(Image point annotation entries)

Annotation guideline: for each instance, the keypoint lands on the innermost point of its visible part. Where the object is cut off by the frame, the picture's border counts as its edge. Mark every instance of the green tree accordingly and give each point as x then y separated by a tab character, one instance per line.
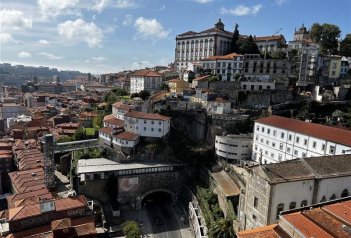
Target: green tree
222	228
131	229
143	94
248	46
345	46
327	36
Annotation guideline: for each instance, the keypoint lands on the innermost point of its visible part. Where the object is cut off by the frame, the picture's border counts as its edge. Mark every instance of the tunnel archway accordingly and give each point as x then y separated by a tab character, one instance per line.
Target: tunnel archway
157	195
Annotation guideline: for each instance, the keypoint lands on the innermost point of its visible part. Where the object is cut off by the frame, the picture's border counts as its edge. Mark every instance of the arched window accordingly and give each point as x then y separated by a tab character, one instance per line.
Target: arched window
345	193
280	208
292	205
323	199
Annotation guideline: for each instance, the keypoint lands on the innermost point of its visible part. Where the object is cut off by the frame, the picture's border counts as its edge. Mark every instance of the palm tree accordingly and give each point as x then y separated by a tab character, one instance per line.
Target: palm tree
223	228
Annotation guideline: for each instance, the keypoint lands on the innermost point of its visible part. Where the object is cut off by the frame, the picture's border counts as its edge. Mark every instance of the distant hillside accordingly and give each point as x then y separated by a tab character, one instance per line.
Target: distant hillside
17	74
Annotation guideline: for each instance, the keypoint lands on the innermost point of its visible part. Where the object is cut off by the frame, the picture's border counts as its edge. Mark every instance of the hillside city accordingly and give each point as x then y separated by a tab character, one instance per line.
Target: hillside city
240	136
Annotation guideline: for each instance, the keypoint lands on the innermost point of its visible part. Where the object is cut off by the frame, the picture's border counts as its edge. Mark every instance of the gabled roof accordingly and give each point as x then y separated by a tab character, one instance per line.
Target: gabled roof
148	116
222	57
146	73
333	134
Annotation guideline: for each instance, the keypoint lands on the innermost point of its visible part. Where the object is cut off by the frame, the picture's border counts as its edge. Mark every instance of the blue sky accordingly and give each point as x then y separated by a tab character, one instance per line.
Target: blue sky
102	36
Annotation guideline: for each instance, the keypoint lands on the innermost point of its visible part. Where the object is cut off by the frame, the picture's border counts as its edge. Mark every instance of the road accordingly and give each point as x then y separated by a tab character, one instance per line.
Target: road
164	223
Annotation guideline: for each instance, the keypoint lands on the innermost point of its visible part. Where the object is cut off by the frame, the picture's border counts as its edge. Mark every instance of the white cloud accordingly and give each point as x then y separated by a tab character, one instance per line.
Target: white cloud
49	55
53	8
99	58
203	1
43	42
150	28
125	4
14	20
24	54
79	30
280	2
128	20
6	38
100	5
242	10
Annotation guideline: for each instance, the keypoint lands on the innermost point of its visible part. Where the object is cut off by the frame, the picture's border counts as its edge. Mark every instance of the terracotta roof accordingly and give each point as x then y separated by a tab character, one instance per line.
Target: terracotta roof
271	231
146	73
269	38
148	116
305	226
332	134
126	136
222	57
63	204
201	78
122	106
110	119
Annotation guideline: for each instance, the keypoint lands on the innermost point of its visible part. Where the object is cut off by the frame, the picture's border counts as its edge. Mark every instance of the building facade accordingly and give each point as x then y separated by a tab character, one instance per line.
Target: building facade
194	46
277	139
147	80
144	124
234	147
274	188
227	66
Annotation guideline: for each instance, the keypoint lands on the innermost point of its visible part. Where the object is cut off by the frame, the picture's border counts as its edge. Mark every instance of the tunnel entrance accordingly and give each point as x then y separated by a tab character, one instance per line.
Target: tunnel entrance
157	198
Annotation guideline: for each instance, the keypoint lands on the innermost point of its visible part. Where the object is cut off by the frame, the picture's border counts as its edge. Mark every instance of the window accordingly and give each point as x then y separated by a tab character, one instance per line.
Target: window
255	201
345	193
333	197
292	205
280	208
281	146
331	149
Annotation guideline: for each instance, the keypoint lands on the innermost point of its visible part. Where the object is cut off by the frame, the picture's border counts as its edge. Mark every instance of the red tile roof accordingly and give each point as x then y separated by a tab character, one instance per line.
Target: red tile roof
148	116
110	119
126	136
122	106
333	134
222	57
146	73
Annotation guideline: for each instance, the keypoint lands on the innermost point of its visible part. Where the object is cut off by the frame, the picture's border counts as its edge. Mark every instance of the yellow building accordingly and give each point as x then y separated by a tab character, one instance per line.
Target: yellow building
176	86
334	66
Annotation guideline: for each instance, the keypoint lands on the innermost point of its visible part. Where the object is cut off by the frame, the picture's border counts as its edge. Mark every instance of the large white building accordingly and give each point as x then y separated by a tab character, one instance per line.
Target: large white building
194	46
225	65
145	124
147	80
278	139
278	187
234	147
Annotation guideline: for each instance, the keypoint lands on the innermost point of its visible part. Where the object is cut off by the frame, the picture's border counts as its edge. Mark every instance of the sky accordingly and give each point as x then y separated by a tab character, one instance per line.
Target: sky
104	36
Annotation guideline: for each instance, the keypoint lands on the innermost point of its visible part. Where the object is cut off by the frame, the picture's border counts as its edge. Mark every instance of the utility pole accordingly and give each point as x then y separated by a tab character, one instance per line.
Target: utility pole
265	52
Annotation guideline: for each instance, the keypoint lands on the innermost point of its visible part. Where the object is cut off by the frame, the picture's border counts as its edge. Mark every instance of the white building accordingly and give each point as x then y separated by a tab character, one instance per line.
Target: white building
148	80
151	125
234	147
119	109
274	188
228	66
219	106
278	139
194	46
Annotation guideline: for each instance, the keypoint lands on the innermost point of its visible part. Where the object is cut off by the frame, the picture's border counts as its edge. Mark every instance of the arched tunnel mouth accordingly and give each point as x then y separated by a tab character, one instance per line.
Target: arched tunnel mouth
157	198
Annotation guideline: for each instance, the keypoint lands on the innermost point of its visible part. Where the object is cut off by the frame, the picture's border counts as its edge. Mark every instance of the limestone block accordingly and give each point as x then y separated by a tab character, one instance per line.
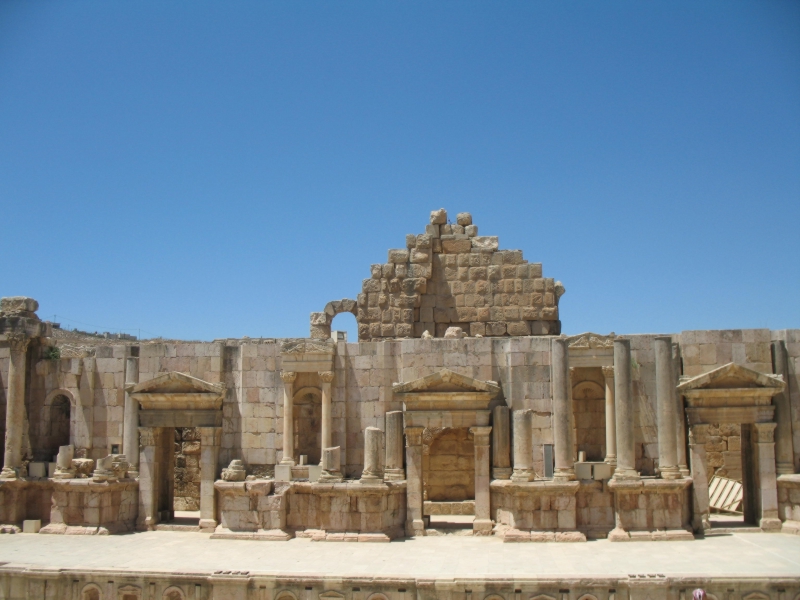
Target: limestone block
439	217
485	242
398	256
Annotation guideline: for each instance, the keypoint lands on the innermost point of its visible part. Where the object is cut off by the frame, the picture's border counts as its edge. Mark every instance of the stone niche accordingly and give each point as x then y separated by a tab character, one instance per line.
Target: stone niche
449	276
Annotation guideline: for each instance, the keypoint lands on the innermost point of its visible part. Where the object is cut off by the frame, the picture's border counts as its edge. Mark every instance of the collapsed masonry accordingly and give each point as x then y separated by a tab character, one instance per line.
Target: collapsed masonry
448	277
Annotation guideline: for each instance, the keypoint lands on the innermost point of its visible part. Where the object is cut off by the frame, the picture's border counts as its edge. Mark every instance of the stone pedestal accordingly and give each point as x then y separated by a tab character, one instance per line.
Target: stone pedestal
611	418
15	405
326	377
209	453
415	524
373	456
562	411
665	401
482	525
623	397
130	433
288	378
394	447
501	443
523	447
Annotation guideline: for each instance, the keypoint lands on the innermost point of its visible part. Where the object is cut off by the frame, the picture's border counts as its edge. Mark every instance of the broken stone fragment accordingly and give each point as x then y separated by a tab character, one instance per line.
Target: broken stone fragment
438	217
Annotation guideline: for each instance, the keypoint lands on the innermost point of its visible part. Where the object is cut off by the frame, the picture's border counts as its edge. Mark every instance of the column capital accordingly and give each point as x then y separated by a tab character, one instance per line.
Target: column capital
413	436
480	435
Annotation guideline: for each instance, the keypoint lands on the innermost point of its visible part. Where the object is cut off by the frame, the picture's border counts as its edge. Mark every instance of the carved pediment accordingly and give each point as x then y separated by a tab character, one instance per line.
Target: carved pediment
590	340
733	377
446	381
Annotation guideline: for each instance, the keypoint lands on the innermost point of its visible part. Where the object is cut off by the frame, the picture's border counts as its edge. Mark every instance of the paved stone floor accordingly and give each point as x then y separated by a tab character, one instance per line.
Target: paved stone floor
748	555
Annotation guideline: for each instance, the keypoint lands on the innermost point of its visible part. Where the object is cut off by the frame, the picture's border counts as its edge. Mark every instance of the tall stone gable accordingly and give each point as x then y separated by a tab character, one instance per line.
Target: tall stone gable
449	276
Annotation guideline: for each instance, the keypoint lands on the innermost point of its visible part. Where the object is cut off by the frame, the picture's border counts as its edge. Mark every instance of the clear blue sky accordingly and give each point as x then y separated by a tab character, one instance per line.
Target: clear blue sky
202	170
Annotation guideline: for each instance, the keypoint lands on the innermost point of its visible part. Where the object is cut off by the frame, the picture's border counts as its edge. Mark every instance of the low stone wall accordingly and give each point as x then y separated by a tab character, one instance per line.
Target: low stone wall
789	503
347	510
536	511
595	509
83	506
651	509
22	499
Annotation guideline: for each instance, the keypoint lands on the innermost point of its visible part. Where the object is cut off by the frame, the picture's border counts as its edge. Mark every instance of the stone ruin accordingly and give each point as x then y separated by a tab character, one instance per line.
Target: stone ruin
450	277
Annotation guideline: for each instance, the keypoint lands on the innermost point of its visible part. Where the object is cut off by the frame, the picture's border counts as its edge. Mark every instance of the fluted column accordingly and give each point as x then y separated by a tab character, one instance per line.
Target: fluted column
501	443
784	449
288	378
130	433
394	447
611	418
665	401
15	405
482	525
326	377
415	523
623	398
523	446
562	423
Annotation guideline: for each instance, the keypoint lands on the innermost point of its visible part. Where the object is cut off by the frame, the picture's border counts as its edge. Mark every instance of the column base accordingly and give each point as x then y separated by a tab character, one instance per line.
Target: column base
523	475
394	475
501	472
564	474
9	473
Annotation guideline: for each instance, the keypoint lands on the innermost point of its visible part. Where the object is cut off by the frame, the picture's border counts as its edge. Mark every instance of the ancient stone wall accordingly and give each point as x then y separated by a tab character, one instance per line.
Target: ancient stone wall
450	276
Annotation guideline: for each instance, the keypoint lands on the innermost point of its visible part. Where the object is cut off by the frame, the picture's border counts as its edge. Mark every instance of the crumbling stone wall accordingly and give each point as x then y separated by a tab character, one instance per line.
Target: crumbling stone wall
187	469
450	276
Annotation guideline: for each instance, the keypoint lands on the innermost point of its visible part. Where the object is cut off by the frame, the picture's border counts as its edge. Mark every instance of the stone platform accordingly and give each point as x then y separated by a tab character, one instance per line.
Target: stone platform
146	564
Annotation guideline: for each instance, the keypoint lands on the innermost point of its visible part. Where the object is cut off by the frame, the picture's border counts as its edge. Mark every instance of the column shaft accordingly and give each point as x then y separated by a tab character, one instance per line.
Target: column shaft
665	401
130	433
562	422
209	451
394	447
482	525
288	378
15	406
327	422
415	523
623	398
611	417
501	443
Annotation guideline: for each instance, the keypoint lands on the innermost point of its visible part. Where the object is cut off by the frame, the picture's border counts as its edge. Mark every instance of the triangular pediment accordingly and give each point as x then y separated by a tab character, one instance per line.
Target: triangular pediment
174	382
446	381
732	376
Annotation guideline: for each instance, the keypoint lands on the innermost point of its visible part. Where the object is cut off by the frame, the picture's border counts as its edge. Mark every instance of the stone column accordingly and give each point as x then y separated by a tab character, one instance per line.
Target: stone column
623	398
501	443
611	418
130	433
698	436
209	453
482	525
680	413
665	402
15	405
288	378
764	445
784	449
523	447
562	422
150	441
415	523
373	456
327	424
394	447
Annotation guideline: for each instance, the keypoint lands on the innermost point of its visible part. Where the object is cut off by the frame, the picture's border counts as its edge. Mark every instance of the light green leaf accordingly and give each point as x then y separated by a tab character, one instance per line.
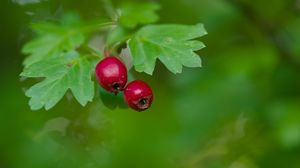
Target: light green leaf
117	36
52	39
173	45
134	14
61	73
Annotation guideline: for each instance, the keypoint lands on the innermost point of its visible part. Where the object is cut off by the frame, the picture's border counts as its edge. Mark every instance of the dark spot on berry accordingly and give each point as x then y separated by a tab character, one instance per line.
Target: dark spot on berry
143	102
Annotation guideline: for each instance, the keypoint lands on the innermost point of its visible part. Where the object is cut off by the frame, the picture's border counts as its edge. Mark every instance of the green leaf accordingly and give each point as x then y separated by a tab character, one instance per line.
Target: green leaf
117	36
53	39
173	45
134	14
69	71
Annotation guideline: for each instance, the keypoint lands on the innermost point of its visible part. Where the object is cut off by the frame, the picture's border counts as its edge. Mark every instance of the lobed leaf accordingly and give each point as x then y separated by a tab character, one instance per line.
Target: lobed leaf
173	45
61	73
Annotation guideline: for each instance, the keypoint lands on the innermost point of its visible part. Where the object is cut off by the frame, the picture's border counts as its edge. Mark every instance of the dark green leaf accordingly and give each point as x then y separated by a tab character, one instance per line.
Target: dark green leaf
61	73
173	45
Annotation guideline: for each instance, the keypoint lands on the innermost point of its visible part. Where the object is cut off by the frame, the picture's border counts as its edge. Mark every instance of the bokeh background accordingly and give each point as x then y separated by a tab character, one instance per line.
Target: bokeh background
240	110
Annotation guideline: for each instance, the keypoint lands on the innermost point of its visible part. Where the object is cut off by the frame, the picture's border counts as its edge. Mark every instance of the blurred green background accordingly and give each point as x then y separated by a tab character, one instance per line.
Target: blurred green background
240	110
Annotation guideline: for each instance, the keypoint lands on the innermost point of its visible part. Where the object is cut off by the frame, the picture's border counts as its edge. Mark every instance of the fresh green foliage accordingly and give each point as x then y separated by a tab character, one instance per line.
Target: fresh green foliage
117	36
134	14
171	44
58	51
63	72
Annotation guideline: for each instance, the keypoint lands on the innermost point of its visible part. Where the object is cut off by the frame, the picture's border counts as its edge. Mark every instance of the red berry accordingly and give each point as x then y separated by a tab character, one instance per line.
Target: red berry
111	74
138	95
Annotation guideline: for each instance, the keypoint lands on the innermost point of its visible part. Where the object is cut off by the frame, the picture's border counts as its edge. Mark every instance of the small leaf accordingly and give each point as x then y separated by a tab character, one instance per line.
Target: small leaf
61	73
134	14
173	45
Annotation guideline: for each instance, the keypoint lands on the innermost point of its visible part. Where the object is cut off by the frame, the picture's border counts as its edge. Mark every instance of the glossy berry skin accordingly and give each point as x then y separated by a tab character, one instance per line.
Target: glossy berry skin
138	95
111	74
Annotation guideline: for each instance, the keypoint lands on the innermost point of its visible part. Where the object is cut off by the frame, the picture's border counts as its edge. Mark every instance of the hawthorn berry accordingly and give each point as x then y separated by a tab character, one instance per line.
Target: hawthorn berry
111	74
138	95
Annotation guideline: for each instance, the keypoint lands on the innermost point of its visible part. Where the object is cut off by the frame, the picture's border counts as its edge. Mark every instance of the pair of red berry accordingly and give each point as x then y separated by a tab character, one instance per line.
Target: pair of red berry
112	76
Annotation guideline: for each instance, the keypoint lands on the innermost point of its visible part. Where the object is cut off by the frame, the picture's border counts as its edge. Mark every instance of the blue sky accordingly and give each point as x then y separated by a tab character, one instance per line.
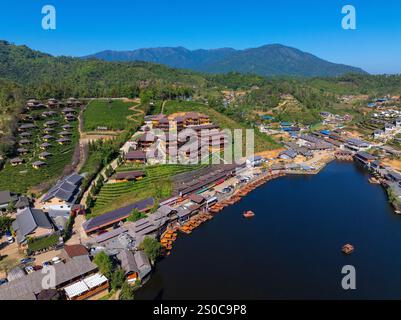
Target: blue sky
88	26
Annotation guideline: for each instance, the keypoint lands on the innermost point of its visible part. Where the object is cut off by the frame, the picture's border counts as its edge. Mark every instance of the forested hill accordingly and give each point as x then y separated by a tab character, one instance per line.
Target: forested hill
66	76
268	60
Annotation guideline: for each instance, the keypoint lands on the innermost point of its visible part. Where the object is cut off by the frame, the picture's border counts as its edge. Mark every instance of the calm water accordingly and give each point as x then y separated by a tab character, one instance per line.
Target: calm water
291	248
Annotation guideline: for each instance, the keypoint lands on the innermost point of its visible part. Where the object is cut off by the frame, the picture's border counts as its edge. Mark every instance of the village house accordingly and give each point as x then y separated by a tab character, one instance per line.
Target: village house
44	155
125	176
109	219
70	117
136	156
67	110
357	144
45	145
16	161
25	134
162	124
50	123
73	102
33	104
24	142
31	223
145	141
26	126
377	134
136	265
288	154
48	130
47	137
52	103
63	194
63	141
38	164
67	126
87	287
30	286
71	251
22	203
364	157
6	197
65	134
22	151
254	161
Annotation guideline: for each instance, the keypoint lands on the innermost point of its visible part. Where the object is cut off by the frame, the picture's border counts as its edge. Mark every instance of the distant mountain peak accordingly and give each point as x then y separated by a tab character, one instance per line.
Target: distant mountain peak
267	60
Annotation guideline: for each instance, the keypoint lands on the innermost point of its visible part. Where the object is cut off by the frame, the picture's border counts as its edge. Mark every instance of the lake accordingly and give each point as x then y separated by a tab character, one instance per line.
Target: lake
291	249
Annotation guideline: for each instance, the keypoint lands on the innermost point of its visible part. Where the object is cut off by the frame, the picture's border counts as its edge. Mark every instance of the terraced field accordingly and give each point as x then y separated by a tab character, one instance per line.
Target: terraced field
113	115
157	183
262	141
23	177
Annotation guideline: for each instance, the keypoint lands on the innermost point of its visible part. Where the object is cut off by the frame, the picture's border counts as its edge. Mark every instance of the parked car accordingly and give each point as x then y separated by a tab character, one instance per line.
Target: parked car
56	260
29	269
27	260
100	232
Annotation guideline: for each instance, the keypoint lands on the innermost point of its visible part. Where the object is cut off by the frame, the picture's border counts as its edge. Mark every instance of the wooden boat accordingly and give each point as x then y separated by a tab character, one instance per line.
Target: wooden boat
347	248
374	180
248	214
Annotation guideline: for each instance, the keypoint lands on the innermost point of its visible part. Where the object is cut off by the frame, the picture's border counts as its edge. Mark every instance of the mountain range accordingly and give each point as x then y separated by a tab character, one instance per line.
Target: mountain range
267	60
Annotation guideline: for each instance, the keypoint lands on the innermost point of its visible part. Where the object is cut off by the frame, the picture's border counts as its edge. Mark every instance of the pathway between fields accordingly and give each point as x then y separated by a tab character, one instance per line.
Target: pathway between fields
78	232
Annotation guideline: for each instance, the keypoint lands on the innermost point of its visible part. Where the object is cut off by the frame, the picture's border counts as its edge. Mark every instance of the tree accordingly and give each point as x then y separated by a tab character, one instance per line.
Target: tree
127	292
104	264
117	278
11	207
151	247
5	223
135	215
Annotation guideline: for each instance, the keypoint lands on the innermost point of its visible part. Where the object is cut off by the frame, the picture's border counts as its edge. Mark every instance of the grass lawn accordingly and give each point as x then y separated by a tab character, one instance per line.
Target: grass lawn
157	183
262	141
113	115
22	177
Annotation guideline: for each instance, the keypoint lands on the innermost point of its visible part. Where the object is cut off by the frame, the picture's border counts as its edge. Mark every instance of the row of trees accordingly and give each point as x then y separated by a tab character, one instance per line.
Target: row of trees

To do:
Return the line that contains "of the grass" along with every line after it through the end of the entries, exactly, adding nothing.

Complete output:
Annotation guideline: for each instance, the keypoint lands on the innermost point of its visible part. Where the object is cut off by the frame, the picture's border counts as its edge. Mark every instance of the grass lawn accordingly and give each point as x then y separated by a tab character, one instance per line.
Target: grass lawn
157	183
262	141
113	115
22	177
Annotation guideline: for each instance, the keypoint lands on the innermost point of its visible part. Where the object is cut off by the frame, the picture's border counts as its edge. Mark every instance of the row of trees accordingly and give each point as x then y separated by a tab character, one instance per line.
Target: row of trees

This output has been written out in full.